# SELECTED EXCERPT
--------------------------------------------------

WikiProteins: a collaborative space for biologists to annotate proteins

The WikiProfessional project (like Wikipedia, but for narrow and deep exploration of highly specialized domains) just launched with its first beta wiki: WikiProteins is a place where biologists can collectively annotate an enormous database of proteins, a database culled from the best open science journals in the field.

The new paper describes a major advantage to this approach. Traditionally, biological information has been divided between two approaches: data mining, which involves parsing existing information to identify semantic content and connections within it, and curating, which involves expert, manual analysis of data. By importing information from both types of sources, WikiProteins should theoretically contain the best properties of both types of data: reliable information supplied by experts and potential connections among data that haven't previously been explored.

The paper provides a number of measures of the success of this approach. For one, the import process has identified over a million individual authors, and a similar number of concepts that connect them and the other items stored in the database. The different data sources also seem to have paid off, as the authors determined that well over half of the protein-protein interactions brought in from curated databases could not have been identified by data-mining PubMed abstracts.

--------------------------------------------------

# GIVEN INFORMATION
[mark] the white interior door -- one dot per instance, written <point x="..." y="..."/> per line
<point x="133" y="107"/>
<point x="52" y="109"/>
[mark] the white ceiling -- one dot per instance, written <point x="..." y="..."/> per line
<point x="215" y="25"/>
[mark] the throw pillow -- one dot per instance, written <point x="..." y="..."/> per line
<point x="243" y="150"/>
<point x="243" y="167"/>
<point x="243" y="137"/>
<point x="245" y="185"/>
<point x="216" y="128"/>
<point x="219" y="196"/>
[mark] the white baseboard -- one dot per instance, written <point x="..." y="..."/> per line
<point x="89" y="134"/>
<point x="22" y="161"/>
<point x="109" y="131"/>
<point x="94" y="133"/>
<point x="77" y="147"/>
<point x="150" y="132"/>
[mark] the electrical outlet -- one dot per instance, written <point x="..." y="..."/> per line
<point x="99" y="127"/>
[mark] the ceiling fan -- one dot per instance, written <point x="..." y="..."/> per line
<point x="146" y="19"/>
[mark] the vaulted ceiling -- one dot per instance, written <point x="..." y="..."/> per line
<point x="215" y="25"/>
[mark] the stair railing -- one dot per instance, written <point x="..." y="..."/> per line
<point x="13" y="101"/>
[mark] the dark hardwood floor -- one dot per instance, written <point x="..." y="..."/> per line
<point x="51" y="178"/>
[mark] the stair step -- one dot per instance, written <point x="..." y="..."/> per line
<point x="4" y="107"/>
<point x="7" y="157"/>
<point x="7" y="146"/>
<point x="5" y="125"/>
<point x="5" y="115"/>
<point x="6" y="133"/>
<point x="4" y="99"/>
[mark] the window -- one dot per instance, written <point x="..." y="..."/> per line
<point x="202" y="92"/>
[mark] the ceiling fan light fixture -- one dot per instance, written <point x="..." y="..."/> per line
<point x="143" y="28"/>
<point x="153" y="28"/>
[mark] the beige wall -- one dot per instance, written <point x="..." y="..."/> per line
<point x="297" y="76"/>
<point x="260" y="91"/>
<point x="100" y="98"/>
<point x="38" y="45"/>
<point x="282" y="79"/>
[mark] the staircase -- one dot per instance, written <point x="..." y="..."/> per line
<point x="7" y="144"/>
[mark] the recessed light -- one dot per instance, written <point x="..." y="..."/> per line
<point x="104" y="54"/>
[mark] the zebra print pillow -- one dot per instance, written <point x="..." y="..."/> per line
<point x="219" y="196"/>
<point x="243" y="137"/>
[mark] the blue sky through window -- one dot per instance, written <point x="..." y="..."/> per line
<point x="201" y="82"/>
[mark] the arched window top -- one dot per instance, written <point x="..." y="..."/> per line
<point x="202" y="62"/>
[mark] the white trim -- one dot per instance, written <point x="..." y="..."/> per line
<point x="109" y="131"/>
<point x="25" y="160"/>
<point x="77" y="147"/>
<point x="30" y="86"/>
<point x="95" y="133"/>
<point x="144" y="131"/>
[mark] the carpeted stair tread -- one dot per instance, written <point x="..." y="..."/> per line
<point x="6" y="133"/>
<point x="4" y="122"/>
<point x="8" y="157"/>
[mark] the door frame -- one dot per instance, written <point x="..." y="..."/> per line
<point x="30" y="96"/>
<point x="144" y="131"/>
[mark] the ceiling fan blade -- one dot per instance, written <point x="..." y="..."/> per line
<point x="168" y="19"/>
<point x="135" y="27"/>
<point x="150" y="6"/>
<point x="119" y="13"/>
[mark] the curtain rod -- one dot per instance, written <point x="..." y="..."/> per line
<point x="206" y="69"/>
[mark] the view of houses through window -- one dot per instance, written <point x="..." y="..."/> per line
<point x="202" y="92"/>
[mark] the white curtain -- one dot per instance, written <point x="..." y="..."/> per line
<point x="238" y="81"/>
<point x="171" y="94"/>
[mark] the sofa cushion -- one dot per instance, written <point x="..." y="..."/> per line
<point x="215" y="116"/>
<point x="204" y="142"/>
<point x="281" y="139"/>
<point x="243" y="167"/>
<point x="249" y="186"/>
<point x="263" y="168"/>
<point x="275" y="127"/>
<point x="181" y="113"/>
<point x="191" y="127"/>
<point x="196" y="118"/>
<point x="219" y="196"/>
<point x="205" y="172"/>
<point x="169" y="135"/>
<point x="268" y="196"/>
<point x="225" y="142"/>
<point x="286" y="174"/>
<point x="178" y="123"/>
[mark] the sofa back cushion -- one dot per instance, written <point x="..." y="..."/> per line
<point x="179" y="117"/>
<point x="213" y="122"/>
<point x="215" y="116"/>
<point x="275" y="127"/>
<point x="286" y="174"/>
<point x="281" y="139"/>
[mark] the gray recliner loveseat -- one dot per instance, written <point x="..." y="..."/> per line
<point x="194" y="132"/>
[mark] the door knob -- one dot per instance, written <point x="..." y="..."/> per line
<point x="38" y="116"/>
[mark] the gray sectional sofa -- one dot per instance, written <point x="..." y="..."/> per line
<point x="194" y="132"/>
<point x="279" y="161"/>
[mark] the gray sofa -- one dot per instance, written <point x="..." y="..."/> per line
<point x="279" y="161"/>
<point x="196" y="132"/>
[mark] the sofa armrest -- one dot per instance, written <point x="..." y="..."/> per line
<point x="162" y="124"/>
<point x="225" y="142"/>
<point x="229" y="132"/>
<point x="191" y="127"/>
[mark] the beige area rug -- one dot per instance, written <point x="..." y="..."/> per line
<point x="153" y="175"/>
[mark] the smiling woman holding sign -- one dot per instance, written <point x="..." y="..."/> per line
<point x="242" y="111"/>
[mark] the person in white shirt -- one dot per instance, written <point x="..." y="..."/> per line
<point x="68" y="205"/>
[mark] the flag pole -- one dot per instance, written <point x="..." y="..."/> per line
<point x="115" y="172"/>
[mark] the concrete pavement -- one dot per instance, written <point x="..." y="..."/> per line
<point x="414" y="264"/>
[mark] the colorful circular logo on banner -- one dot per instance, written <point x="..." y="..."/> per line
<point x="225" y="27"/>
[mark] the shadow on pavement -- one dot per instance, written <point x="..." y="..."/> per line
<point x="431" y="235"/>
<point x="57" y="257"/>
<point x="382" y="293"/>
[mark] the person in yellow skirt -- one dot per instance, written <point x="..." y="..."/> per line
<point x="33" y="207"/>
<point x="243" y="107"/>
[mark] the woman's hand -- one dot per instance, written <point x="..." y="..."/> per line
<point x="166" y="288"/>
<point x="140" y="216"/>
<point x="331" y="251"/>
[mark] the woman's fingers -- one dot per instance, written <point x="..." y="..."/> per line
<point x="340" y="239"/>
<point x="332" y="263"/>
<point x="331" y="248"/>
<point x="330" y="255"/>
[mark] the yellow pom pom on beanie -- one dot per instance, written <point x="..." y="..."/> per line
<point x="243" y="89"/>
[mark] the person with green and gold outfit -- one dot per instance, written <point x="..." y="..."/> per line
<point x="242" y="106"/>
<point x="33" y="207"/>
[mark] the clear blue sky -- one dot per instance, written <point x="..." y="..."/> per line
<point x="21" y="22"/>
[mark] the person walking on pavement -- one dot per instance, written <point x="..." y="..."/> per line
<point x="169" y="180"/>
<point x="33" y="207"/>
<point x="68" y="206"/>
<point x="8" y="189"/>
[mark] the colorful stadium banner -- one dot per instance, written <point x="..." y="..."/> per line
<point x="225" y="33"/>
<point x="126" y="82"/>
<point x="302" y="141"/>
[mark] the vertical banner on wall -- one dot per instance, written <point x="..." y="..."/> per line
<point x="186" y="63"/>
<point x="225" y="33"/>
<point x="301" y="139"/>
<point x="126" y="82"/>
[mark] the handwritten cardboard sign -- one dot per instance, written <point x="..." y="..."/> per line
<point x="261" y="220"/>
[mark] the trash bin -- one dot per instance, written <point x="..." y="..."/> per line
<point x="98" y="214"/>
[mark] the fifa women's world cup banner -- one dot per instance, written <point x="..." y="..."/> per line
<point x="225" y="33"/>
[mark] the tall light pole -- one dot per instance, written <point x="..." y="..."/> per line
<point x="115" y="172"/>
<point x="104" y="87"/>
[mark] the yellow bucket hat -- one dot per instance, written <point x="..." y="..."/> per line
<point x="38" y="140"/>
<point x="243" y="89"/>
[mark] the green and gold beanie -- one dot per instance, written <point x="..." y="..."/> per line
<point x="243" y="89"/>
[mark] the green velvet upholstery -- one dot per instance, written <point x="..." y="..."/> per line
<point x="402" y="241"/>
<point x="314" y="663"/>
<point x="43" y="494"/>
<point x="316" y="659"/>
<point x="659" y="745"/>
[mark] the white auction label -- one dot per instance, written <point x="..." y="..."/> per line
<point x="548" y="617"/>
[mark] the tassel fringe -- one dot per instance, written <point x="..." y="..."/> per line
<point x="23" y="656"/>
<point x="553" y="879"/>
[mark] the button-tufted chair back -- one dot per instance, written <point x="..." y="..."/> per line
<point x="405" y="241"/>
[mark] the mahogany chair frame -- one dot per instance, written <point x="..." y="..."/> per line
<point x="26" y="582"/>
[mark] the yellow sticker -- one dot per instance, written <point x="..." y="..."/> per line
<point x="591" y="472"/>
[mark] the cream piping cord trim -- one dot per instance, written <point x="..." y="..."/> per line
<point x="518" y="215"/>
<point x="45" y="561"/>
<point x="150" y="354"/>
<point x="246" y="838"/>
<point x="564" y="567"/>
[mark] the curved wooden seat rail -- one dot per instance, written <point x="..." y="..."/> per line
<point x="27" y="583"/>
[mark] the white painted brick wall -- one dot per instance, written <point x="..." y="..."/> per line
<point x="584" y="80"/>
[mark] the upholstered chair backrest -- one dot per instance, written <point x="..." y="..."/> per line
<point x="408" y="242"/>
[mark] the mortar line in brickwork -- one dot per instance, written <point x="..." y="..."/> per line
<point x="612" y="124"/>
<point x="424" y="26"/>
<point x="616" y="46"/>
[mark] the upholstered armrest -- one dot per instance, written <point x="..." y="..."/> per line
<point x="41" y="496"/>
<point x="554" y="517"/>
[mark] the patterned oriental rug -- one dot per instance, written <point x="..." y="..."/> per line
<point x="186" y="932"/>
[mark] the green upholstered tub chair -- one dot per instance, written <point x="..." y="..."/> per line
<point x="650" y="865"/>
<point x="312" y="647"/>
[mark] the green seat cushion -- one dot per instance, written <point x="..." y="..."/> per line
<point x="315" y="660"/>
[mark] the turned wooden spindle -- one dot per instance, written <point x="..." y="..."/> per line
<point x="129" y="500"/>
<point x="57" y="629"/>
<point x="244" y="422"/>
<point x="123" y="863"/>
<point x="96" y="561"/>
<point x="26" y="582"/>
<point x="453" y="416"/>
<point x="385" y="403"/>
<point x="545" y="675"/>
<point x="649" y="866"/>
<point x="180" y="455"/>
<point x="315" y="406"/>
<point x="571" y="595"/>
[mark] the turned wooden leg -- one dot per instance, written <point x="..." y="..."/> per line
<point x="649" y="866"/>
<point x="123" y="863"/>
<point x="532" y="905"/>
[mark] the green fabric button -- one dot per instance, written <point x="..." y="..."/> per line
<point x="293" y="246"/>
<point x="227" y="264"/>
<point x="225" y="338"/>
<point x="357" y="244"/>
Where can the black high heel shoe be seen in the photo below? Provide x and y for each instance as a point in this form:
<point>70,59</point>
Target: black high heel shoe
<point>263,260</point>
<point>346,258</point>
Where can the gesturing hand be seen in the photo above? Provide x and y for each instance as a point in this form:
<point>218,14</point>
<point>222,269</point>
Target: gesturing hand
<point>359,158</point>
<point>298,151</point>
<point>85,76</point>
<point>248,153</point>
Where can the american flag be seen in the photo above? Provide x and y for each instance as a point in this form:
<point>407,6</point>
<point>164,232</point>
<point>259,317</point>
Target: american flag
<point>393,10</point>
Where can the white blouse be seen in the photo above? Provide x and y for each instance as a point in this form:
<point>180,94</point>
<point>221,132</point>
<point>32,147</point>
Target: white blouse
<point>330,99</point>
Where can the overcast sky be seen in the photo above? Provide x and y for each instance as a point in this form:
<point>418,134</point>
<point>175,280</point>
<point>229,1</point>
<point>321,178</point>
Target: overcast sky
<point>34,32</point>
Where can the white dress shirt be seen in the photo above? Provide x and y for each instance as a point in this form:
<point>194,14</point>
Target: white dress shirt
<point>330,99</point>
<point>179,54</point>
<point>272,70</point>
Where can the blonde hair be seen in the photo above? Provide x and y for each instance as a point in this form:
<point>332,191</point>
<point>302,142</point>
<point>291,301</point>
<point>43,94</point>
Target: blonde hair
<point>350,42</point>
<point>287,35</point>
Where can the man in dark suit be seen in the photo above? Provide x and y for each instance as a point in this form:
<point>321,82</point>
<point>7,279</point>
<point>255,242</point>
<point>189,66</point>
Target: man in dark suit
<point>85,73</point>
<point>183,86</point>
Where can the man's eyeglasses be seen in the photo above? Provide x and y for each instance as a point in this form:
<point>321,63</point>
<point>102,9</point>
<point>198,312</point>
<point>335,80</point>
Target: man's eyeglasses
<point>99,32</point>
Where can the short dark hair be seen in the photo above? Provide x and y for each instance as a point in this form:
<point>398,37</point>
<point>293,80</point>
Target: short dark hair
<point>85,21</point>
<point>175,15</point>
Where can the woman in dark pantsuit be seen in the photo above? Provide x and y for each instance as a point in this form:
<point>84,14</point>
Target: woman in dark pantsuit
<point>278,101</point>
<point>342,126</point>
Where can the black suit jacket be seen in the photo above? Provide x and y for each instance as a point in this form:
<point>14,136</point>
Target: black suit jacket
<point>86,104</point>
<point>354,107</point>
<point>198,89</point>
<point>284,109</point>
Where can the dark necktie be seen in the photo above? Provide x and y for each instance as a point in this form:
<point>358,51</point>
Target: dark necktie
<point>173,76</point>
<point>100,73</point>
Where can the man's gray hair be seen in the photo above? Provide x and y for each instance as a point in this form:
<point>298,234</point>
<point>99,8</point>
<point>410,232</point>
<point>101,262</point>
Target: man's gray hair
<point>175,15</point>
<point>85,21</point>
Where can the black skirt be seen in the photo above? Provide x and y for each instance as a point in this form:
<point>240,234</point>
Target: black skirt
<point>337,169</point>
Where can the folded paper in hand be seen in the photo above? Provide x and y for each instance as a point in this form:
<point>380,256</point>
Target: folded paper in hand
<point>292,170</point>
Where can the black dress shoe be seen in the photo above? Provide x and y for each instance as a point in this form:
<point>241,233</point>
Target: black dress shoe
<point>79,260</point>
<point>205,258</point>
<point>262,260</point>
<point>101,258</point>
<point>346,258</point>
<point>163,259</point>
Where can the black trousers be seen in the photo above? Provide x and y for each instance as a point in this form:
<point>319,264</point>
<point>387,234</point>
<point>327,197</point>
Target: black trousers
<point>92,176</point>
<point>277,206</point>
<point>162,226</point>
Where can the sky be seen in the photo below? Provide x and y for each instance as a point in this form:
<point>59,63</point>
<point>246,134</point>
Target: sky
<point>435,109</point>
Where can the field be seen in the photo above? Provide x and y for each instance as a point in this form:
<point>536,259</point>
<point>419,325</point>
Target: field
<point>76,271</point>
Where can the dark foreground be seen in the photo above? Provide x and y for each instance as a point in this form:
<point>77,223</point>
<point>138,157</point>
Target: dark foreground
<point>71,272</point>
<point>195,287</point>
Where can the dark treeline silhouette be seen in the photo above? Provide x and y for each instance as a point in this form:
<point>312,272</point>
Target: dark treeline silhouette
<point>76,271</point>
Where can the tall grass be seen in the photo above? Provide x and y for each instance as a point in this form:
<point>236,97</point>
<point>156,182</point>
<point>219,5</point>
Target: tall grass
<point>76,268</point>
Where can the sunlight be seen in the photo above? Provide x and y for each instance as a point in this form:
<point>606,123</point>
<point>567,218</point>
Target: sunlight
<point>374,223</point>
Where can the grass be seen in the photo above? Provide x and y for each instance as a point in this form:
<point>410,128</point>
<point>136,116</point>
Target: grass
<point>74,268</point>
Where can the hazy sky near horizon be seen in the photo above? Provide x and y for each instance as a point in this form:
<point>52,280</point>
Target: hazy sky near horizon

--------------------------------------------------

# WORK REQUEST 1
In the WikiProteins article, which two approaches have traditionally divided biological information?
# WORK REQUEST 2
Decide whether each statement agrees with the WikiProteins article, and support each answer with the deciding words of the article.
(a) The import process identified more than a million individual authors.
(b) The protein database was drawn from commercial journals that are not open.
(c) Most of the protein-protein interactions imported from curated databases could have been found by data-mining PubMed abstracts.

# TASK ANSWER 1
Data mining and curating.

# TASK ANSWER 2
(a) Yes: "the import process has identified over a million individual authors"
(b) No: "a database culled from the best open science journals in the field"
(c) No: "well over half of the protein-protein interactions brought in from curated databases could not have been identified by data-mining PubMed abstracts"